WORK INSTRUCTIONS: Exactly repeat the full listing that follows.

DATA SHOWN:
·····

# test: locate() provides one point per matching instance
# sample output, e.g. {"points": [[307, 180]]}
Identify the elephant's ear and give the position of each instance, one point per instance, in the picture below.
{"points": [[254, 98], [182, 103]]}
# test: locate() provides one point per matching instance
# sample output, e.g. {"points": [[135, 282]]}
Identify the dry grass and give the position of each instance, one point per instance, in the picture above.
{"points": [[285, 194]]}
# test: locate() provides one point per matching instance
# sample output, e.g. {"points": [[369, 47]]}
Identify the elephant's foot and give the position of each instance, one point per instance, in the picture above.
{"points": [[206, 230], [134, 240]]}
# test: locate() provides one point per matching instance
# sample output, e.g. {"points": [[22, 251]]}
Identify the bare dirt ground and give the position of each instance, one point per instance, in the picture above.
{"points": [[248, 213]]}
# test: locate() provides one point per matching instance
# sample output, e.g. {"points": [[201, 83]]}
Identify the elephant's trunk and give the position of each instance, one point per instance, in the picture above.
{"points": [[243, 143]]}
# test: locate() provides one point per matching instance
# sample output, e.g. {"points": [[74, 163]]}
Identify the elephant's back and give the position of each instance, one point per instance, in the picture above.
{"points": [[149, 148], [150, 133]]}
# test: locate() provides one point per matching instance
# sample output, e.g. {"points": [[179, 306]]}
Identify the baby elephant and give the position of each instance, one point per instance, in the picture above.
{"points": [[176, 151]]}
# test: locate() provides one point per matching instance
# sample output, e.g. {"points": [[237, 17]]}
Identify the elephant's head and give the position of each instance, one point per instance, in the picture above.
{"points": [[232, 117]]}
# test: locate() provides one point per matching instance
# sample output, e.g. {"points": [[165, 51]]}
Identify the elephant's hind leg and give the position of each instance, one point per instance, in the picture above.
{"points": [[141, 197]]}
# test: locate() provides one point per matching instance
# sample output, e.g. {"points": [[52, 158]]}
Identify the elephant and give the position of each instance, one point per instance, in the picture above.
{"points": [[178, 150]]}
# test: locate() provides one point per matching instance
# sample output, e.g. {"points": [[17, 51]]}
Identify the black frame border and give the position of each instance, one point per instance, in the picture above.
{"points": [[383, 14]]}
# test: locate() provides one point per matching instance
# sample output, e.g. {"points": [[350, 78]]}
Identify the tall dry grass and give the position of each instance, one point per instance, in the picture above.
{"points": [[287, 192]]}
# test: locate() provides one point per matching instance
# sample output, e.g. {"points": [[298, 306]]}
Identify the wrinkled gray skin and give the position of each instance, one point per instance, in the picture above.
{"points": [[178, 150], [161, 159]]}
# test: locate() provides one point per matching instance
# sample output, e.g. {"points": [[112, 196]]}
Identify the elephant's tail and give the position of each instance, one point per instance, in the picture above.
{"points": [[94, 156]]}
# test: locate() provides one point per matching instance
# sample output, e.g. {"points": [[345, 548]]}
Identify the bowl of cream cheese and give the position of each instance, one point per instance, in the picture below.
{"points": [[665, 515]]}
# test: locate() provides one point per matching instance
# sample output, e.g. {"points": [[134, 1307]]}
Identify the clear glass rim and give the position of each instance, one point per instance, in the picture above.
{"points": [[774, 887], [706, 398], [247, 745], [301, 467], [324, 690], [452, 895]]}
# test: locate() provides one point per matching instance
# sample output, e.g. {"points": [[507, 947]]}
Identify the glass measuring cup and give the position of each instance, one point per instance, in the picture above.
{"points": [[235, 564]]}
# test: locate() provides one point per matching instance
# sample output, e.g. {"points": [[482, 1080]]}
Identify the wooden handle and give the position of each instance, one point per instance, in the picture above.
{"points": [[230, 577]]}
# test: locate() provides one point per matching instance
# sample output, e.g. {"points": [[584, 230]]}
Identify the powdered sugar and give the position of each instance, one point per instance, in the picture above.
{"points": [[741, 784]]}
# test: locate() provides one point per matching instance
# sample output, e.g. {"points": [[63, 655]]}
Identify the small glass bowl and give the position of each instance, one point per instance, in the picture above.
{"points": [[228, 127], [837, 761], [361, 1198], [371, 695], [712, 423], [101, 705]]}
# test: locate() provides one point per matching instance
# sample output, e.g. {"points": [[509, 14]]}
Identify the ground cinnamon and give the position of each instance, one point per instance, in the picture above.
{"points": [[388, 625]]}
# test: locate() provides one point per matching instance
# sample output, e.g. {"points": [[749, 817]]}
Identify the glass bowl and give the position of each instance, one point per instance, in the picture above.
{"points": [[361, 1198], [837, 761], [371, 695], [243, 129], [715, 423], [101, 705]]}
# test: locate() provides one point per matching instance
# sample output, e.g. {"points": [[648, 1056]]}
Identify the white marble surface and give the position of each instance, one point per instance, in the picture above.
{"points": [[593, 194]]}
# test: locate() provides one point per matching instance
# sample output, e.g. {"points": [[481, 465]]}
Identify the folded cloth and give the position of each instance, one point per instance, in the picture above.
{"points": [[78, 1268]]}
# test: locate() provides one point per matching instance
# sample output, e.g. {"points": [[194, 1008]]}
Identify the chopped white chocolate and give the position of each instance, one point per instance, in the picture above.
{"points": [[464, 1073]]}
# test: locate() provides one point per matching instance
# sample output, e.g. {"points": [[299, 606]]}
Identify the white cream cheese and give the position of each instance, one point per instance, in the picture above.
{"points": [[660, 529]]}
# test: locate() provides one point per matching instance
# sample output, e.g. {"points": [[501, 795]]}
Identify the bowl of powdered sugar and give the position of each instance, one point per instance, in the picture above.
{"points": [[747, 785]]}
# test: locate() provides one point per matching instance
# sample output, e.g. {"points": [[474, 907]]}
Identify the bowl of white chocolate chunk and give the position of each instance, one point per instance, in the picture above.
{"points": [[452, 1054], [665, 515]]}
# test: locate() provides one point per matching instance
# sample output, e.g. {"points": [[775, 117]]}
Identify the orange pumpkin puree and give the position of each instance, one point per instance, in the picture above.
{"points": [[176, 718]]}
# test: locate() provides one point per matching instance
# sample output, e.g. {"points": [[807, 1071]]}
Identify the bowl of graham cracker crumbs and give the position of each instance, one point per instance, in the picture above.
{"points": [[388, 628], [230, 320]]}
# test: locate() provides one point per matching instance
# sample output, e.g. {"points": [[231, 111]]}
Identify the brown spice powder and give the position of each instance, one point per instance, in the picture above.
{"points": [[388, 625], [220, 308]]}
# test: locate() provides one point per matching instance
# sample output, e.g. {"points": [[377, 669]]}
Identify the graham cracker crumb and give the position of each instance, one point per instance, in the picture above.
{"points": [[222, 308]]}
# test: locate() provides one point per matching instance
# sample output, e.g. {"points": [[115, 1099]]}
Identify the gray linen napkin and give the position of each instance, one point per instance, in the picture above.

·····

EXPECTED OUTPUT:
# test: locate() provides one point per matching instance
# sample output, e.g. {"points": [[307, 180]]}
Identify the elephant's ear and give the position of each instance, one point per instance, in the picture below.
{"points": [[254, 98], [182, 103]]}
# test: locate() provides one point per matching instance
# sample output, e.g. {"points": [[135, 282]]}
Identify the dry grass and give the position of each instance, one point per instance, in the picture above.
{"points": [[285, 194]]}
# test: locate() provides one point per matching instance
# sample output, e.g. {"points": [[369, 47]]}
Identify the elephant's foot and give the position of each instance, one point per instance, in the picture above.
{"points": [[206, 230], [134, 240]]}
# test: locate() provides one point per matching instance
# sample output, e.g. {"points": [[22, 251]]}
Identify the bare dirt ground and give the position of each instance, one point per instance, in the picture above.
{"points": [[248, 213]]}
# test: locate() provides one point per matching instance
# sample output, e.g. {"points": [[201, 83]]}
Identify the elephant's trunk and give the position of each instance, one point per instance, in the picture above.
{"points": [[243, 143]]}
# test: locate() provides one point per matching instance
# sample output, e.g. {"points": [[74, 163]]}
Identify the elephant's back and give the position of each instance, one point per instance, in the picture above.
{"points": [[149, 148], [150, 133]]}
# test: locate() provides one point per matching instance
# sample output, e.g. {"points": [[179, 306]]}
Identify the baby elephant and give the position of each instance, one point per instance, in the picture above.
{"points": [[176, 151]]}
# test: locate() provides one point per matching instance
# sample output, e.g. {"points": [[237, 17]]}
Identify the elephant's head and give the position of each instance, one point per instance, in the picture above.
{"points": [[232, 117]]}
# test: locate() provides one point per matching instance
# sample output, e.g. {"points": [[165, 51]]}
Identify the elephant's hind leg and give the position of each instance, one point per instance, in the picture above.
{"points": [[141, 197]]}
# test: locate() provides one point per matching instance
# sample output, e.g. {"points": [[52, 158]]}
Identify the elephant and give the position of each instance, one point per instance, in the picture above.
{"points": [[178, 150]]}
# test: locate() provides one point per matching instance
# sample output, e.g. {"points": [[17, 51]]}
Identify the black frame border and give the position of each instance, one point per instance, in the picture above.
{"points": [[383, 14]]}
# test: locate() provides one point per matching instance
# sample output, e.g. {"points": [[350, 78]]}
Identify the tall dry grass and give the position of each instance, one point per instance, in the picture above.
{"points": [[287, 192]]}
# test: locate() provides one point per matching instance
# sample output, e.g. {"points": [[298, 306]]}
Identify the wrinkled gray skin and give the position of each instance, one point per instance, in the picture above.
{"points": [[178, 150], [161, 159]]}
# test: locate() provides one point per matching instance
# sample output, e.g. {"points": [[112, 196]]}
Identify the elephant's tail and give the position of each instance, one point per instance, in the picture above.
{"points": [[94, 156]]}
# test: locate() provides one point per matching instance
# sample output, e.g. {"points": [[345, 548]]}
Identify the bowl of cream cheese and give the position of each instance, one point per instance, in the picture below.
{"points": [[665, 515]]}
# test: locate() provides one point per matching instance
# sample output, e.g. {"points": [[134, 1307]]}
Identify the clear glass rim and give the position of each instance, one point per instance, in the picture above.
{"points": [[774, 887], [706, 398], [247, 745], [301, 467], [324, 690], [452, 895]]}
# test: locate() provides one point per matching instance
# sample output, e.g. {"points": [[507, 947]]}
Identify the glass measuring cup and give the position of each instance, one point per instance, in the picture above.
{"points": [[235, 564]]}
# test: locate() provides one point per matching instance
# sample output, e.g. {"points": [[482, 1080]]}
Identify the wooden handle and give the position of each instance, one point per instance, in the picture above.
{"points": [[230, 577]]}
# test: locate() provides one point per matching instance
# sample output, e.g. {"points": [[584, 230]]}
Identify the powdered sugar and give the position of each instance, one point per instance, in the picture above.
{"points": [[741, 784]]}
# test: locate() provides one point per matching instance
# sample output, e.g. {"points": [[63, 655]]}
Identify the small glass bowl and give the position of each instance, one point per instance, in the picture above.
{"points": [[228, 127], [837, 761], [361, 1198], [371, 695], [712, 423], [101, 705]]}
# test: locate() provides one point per matching instance
# sample output, e.g. {"points": [[509, 14]]}
Identify the ground cinnamon and give the position of each instance, one point per instance, in the picture above.
{"points": [[388, 625]]}
# test: locate() provides one point per matching instance
# sample output, e.g. {"points": [[749, 817]]}
Identify the glass bowl and give the position of each instance, one point per instance, in the picture above.
{"points": [[361, 1198], [837, 761], [371, 695], [243, 129], [715, 423], [101, 705]]}
# test: locate() provides one point per matching instance
# sample output, e.g. {"points": [[648, 1056]]}
Identify the white marble surface and give the position of each instance, one point per instance, in the picture above.
{"points": [[593, 194]]}
# test: locate() provides one point per matching instance
# sample output, e.g. {"points": [[481, 465]]}
Identify the folded cloth and give the position of each instance, one point per instance, in the picture above.
{"points": [[78, 1268]]}
# test: locate() provides one point per matching instance
# sample output, e.g. {"points": [[194, 1008]]}
Identify the chopped white chocolate and give the position of each instance, one point per instance, in the picture above.
{"points": [[464, 1073]]}
# test: locate() provides one point per matching instance
# sample output, e.g. {"points": [[299, 606]]}
Identify the white cream cheese and give the position of each instance, one point per instance, in the picture above.
{"points": [[660, 529]]}
# test: locate() provides one point per matching instance
# sample output, e.g. {"points": [[501, 795]]}
Identify the bowl of powdered sugar and give the position of each instance, one point per instance, in the picture above.
{"points": [[747, 785]]}
# test: locate() provides one point per matching instance
# sample output, e.g. {"points": [[474, 907]]}
Identify the bowl of white chocolate chunk and give the position of each instance, one point per instance, in the picture above.
{"points": [[452, 1054], [665, 515]]}
# test: locate() provides one point per matching instance
# sample output, e.g. {"points": [[775, 117]]}
Identify the orange pumpkin puree and give the position of each instance, one point per instance, in the picture above.
{"points": [[176, 718]]}
# test: locate() provides one point per matching instance
# sample output, e.g. {"points": [[807, 1071]]}
Identify the bowl of graham cracker crumbs and give the position of each instance, one point per instance, in the picture above.
{"points": [[388, 628], [230, 320]]}
# test: locate() provides one point per matching instance
# sample output, e.g. {"points": [[231, 111]]}
Identify the brown spice powder and give the position of each instance, one point per instance, in the picture above.
{"points": [[388, 625], [220, 308]]}
# test: locate() provides one point per matching instance
# sample output, e.g. {"points": [[377, 669]]}
Identify the graham cracker crumb and give the position of each instance, one point per instance, in the picture above.
{"points": [[222, 308]]}
# test: locate() provides one point per matching instance
# sample output, e.g. {"points": [[115, 1099]]}
Identify the gray linen napkin and give the position of each instance, one point per instance, in the picture above.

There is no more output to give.